Items listed in a dataset
▼
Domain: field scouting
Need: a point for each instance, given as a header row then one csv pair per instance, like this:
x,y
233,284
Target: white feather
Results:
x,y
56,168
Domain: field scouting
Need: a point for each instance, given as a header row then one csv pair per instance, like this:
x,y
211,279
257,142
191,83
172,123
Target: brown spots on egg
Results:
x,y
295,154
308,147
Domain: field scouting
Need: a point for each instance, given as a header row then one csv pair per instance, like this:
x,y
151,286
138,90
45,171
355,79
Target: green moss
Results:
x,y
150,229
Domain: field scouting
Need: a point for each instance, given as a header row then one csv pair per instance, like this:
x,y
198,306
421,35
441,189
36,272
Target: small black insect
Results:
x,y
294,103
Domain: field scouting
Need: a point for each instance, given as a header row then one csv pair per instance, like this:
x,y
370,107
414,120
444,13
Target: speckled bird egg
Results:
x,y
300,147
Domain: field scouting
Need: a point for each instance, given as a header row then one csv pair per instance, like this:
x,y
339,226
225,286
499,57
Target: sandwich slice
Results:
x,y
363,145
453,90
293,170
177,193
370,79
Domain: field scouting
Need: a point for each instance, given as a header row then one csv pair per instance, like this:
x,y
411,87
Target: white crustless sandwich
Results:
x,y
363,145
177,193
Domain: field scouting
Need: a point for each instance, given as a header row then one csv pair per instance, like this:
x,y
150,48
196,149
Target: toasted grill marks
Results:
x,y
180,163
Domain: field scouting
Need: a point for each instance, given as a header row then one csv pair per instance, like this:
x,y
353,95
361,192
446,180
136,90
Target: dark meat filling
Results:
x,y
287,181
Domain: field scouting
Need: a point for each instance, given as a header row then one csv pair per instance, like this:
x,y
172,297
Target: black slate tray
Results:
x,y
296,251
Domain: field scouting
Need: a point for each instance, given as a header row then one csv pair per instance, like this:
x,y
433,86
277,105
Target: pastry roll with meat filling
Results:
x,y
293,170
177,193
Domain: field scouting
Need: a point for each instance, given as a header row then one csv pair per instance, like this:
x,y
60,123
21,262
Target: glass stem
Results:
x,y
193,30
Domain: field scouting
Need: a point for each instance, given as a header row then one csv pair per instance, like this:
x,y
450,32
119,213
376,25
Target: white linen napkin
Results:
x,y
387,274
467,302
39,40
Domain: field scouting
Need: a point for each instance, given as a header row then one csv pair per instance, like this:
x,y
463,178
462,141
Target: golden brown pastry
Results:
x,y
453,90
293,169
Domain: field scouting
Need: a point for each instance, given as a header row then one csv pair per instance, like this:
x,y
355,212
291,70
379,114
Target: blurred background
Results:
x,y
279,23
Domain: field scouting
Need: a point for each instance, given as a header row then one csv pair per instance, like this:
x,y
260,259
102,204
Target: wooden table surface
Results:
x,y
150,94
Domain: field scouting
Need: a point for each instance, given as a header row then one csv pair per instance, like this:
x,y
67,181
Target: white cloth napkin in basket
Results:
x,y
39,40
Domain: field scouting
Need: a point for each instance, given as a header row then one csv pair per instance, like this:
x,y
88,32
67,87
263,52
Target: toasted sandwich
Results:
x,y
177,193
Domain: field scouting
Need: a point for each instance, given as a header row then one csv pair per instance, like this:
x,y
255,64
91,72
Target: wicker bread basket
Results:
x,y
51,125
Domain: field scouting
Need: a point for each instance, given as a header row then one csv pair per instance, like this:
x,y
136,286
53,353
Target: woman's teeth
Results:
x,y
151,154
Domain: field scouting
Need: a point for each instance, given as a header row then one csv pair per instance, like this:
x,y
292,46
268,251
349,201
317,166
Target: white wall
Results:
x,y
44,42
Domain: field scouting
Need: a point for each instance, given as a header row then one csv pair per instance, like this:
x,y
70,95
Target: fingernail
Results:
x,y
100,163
▲
▼
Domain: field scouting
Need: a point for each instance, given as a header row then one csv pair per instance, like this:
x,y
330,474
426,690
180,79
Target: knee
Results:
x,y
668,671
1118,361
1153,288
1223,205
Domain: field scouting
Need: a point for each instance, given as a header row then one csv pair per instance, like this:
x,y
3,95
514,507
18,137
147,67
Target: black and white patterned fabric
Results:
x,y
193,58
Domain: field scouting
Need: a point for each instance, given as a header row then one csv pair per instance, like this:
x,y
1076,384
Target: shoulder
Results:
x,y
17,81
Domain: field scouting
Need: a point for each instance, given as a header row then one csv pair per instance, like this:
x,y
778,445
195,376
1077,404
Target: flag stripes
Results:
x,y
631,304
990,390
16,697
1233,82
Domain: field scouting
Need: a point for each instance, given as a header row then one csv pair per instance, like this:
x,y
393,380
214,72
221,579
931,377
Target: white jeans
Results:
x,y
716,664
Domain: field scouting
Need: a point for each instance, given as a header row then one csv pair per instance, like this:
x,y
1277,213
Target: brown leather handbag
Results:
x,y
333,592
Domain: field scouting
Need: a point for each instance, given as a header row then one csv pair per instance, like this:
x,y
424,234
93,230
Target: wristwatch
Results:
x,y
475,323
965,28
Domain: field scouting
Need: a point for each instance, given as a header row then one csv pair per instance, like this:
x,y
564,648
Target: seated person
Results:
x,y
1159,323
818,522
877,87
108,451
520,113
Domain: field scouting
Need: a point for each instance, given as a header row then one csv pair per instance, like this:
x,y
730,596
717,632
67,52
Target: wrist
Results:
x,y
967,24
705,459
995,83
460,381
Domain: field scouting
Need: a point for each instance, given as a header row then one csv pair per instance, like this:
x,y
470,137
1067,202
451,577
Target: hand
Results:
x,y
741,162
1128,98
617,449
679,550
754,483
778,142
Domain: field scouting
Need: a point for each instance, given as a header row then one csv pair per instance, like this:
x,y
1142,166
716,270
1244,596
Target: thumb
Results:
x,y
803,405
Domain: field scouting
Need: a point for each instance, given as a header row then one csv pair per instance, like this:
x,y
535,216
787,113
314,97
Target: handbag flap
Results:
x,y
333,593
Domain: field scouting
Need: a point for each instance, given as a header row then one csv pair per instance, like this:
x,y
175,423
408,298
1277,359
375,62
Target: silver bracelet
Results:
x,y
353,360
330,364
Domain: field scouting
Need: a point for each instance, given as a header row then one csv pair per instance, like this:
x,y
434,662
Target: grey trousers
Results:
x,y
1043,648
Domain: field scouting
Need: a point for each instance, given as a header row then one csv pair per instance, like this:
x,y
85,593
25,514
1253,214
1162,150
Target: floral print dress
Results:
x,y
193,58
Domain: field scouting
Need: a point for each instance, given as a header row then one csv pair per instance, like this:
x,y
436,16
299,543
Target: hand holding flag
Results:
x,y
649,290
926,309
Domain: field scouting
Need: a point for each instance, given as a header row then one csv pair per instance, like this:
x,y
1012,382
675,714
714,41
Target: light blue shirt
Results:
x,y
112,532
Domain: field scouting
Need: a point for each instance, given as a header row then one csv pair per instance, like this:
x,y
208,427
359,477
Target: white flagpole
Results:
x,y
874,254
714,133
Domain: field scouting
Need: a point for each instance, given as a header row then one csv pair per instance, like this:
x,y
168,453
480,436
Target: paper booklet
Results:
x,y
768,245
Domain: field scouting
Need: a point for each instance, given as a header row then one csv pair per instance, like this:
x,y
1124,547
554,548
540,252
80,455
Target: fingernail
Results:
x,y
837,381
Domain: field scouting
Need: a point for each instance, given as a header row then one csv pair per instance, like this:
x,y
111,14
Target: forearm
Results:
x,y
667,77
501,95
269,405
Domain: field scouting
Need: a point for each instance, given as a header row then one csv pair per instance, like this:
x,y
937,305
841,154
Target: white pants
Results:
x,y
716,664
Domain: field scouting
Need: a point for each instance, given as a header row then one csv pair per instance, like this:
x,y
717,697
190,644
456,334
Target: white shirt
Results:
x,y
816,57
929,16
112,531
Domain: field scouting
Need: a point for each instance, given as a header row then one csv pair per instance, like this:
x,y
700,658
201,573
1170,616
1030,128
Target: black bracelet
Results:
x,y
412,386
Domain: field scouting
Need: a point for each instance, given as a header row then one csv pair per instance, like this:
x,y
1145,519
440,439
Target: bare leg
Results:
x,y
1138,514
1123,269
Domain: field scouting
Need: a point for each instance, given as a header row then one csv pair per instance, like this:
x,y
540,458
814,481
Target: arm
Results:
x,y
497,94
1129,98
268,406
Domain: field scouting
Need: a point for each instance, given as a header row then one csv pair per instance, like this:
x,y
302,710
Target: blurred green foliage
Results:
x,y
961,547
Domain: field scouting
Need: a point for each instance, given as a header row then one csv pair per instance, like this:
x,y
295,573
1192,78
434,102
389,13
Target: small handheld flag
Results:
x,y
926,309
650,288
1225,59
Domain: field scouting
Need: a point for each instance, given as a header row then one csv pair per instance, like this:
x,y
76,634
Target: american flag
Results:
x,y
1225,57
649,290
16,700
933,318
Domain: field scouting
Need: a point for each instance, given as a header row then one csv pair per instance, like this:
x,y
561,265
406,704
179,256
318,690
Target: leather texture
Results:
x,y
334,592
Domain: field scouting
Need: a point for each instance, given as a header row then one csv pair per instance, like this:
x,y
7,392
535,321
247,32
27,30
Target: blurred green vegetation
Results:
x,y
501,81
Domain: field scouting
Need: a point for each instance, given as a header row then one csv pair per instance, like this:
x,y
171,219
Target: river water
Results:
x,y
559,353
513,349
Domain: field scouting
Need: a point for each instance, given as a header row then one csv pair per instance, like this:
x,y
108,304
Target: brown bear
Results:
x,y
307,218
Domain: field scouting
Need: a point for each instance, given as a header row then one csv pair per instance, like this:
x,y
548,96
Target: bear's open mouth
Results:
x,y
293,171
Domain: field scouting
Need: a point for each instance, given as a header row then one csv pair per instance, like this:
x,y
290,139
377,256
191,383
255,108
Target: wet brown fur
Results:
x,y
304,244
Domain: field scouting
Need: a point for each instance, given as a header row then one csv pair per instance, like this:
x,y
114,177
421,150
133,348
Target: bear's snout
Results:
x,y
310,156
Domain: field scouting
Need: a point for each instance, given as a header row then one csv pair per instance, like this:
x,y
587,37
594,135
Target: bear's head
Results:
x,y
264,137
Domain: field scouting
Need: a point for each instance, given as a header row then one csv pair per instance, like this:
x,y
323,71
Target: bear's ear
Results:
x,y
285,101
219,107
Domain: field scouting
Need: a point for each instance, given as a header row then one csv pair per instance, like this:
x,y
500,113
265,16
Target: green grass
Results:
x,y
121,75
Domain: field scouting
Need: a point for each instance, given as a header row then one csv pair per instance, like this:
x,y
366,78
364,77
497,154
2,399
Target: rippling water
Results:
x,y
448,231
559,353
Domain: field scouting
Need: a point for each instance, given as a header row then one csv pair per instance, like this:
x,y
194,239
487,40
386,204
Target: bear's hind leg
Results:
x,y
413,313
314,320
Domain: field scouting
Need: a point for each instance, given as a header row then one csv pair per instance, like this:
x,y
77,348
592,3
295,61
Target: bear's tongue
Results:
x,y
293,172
▲
* Stated task *
Locate each line in the rows above that contains the word "small", and copy those lines out.

* Finished answer *
Target: small black insect
Target: small handheld flag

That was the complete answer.